» Exercise goal
One line in the listing below contains "pixel 117 168". Repeat that line and each line after it exactly, ending with the last one.

+++++

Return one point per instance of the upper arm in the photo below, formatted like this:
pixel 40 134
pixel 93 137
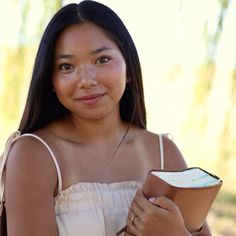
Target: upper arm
pixel 173 157
pixel 29 193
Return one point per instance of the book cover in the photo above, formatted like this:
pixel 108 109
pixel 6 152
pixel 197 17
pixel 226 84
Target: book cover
pixel 193 190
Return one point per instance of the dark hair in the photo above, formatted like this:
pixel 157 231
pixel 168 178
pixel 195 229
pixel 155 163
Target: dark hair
pixel 42 106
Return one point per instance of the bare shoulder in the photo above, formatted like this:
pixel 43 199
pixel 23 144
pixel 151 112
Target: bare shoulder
pixel 173 158
pixel 29 158
pixel 29 189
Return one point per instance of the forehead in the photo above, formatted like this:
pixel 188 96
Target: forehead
pixel 84 34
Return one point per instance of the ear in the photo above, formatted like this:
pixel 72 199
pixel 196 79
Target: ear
pixel 128 80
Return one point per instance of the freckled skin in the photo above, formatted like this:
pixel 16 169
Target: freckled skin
pixel 88 64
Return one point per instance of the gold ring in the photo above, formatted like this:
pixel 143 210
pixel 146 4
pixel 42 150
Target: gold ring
pixel 132 218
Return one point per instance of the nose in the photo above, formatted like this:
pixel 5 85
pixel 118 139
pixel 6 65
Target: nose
pixel 86 77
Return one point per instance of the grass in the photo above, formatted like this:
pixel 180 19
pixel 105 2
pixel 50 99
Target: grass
pixel 222 217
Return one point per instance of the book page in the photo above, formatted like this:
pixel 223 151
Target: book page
pixel 194 178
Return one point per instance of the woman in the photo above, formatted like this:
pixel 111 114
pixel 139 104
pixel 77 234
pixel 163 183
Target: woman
pixel 78 164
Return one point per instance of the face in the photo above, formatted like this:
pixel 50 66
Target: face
pixel 89 72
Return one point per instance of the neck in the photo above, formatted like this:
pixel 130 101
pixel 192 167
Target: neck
pixel 84 130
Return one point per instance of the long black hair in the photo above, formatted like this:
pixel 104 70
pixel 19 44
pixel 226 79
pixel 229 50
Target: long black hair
pixel 42 105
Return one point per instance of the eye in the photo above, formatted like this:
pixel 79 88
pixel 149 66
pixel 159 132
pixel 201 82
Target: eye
pixel 103 60
pixel 65 67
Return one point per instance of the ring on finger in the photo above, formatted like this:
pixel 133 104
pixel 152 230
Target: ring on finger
pixel 132 218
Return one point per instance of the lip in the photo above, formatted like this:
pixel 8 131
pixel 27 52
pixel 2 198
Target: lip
pixel 91 99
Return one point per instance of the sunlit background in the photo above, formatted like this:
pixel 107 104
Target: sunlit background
pixel 188 53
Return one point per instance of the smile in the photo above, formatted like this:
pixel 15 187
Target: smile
pixel 90 99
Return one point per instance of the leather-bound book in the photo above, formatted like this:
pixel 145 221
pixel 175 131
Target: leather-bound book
pixel 193 190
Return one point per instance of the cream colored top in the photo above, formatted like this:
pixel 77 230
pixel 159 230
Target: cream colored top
pixel 92 209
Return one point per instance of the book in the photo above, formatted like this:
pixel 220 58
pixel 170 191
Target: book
pixel 193 190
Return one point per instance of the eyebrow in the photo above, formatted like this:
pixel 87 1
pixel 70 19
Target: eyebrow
pixel 101 49
pixel 94 52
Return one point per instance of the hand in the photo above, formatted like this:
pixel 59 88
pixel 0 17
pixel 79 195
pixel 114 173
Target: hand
pixel 156 216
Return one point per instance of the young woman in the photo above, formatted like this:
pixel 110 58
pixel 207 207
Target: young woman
pixel 83 152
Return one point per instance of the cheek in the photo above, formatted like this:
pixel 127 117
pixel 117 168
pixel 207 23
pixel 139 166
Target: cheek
pixel 63 84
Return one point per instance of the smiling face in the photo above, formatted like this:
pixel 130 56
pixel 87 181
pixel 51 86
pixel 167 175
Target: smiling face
pixel 89 73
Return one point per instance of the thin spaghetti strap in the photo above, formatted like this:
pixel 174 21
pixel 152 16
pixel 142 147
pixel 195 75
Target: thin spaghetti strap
pixel 161 151
pixel 59 176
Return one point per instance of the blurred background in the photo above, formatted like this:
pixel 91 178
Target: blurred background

+++++

» Final answer
pixel 117 168
pixel 207 23
pixel 139 166
Target: cheek
pixel 63 84
Return one point per instance of the smiling face in the photo above, formatted like this:
pixel 130 56
pixel 87 181
pixel 51 86
pixel 167 175
Target: smiling face
pixel 89 73
Return one point per instance of the thin spaghetti strap in the photo above, formatted like this:
pixel 174 21
pixel 152 16
pixel 142 147
pixel 195 75
Target: thin spaghetti strap
pixel 161 151
pixel 59 176
Return one point per instance of the blurred background in the photo above, formatted like this:
pixel 91 178
Target: blurred background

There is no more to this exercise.